RECORDS SHOWN =
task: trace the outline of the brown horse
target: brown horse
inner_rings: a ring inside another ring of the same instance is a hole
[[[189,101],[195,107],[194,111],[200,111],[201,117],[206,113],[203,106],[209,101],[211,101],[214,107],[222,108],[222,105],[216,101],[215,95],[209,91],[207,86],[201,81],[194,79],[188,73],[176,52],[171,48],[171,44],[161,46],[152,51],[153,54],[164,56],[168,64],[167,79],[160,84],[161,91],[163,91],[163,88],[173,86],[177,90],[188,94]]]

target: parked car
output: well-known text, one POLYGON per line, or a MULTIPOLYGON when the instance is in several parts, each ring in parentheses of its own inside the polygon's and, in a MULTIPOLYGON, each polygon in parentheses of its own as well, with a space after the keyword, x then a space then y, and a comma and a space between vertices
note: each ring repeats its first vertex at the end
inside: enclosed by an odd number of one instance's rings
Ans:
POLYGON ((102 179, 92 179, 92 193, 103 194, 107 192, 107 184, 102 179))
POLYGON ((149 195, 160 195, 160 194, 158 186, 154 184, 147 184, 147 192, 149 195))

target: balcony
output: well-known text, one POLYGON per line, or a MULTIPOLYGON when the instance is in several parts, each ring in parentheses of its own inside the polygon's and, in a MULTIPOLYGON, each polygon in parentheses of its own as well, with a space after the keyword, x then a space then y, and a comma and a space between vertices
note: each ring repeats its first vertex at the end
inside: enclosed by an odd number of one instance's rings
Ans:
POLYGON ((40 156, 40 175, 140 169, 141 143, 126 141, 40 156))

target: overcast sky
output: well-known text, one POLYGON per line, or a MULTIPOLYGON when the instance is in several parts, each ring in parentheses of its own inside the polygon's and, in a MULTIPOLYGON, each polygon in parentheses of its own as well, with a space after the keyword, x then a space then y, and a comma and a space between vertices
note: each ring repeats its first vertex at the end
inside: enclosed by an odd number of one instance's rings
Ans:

EXERCISE DIRECTIONS =
Write out all the items above again, line for line and character for character, without changing anything.

EXPECTED OUTPUT =
task: trace the outline of the brown horse
target: brown horse
inner_rings: a ring inside another ring of the same instance is a hole
[[[189,101],[195,107],[194,111],[200,111],[201,117],[206,113],[203,106],[209,101],[211,101],[214,107],[222,108],[222,105],[216,101],[215,95],[209,91],[207,86],[201,81],[194,79],[188,73],[176,52],[171,48],[171,44],[161,46],[152,51],[153,54],[164,56],[168,64],[167,79],[160,84],[161,91],[163,91],[163,88],[173,86],[177,90],[188,94]]]

target: parked car
output: well-known text, one POLYGON per line, or a MULTIPOLYGON when the instance is in several parts, each ring in parentheses of its own inside the polygon's and, in a MULTIPOLYGON, each polygon in parentheses of its own as well, with a space after the keyword, x then a space then y, and a comma and a space between vertices
note: each ring repeats its first vertex at the end
inside: enclosed by an odd number of one instance's rings
Ans:
POLYGON ((102 179, 92 179, 92 193, 103 194, 107 192, 107 184, 102 179))
POLYGON ((149 195, 160 195, 160 194, 158 186, 154 184, 147 184, 147 192, 149 195))

target: balcony
output: well-known text, one POLYGON per line, or a MULTIPOLYGON when the instance is in several parts, each ring in parentheses of its own inside the polygon's and, in a MULTIPOLYGON, each polygon in parentheses of its own as well, with a space after the keyword, x then a space then y, and a comma and a space between vertices
note: each ring repeats its first vertex at the end
inside: enclosed by an odd number of one instance's rings
Ans:
POLYGON ((40 156, 40 175, 140 169, 141 143, 126 141, 40 156))

target: overcast sky
output: well-known text, one POLYGON per line, or a MULTIPOLYGON when the instance is in several parts, each ring in parentheses of its own inside the polygon's and, in a MULTIPOLYGON, each polygon in parentheses of its own as well, with a space after the keyword, x then a space then y, and a comma and a space between vertices
note: each ring repeats its first vertex at the end
inside: enclosed by an odd number of one instance's rings
Ans:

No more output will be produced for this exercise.